> STORED ROWS:
══════════
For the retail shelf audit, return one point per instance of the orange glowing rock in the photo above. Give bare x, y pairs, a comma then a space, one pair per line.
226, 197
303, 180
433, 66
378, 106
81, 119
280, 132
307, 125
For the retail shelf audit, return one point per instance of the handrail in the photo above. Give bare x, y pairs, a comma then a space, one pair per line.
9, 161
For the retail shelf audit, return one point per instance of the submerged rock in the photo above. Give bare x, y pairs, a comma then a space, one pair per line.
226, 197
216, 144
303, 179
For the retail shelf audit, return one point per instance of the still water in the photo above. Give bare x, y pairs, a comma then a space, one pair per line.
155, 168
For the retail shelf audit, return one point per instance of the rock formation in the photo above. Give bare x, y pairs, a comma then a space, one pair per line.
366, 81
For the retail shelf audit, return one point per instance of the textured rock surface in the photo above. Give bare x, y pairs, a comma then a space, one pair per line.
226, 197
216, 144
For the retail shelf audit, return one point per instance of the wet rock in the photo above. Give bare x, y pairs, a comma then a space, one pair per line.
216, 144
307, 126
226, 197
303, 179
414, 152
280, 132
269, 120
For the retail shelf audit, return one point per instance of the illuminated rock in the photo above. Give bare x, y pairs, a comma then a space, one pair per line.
══════════
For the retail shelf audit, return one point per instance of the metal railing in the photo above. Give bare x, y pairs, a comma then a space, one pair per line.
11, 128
══════════
> EXERCISE TASK: Update the entries from the line containing "of the rock" down to the line containing "of the illuminated" by replacing "retail shelf audit" with "store inventory review". Give back only those lines, with everything else in them unchanged.

> ANSWER TO THIS EXERCISE:
For the store inventory review, return one point per instance of the rock formation in the photo above. Give bare x, y pairs, a comma then a space, one pair per line.
366, 81
For the store inventory review, return one point per instance of the textured rock surface in the photo above. Give bare x, y pairs, a comma then a space, one pair per line.
226, 197
216, 144
For the store inventory review, return one point per instance of the wet rock in the photo above. Give bare x, y pairs, a comma then a space, one pair per line.
216, 144
307, 126
226, 197
303, 179
414, 152
280, 132
269, 120
For the store inventory review, return one point per instance of the illuminated rock in the photo above. Give bare x, y pairs, a comma then a space, one pair per line.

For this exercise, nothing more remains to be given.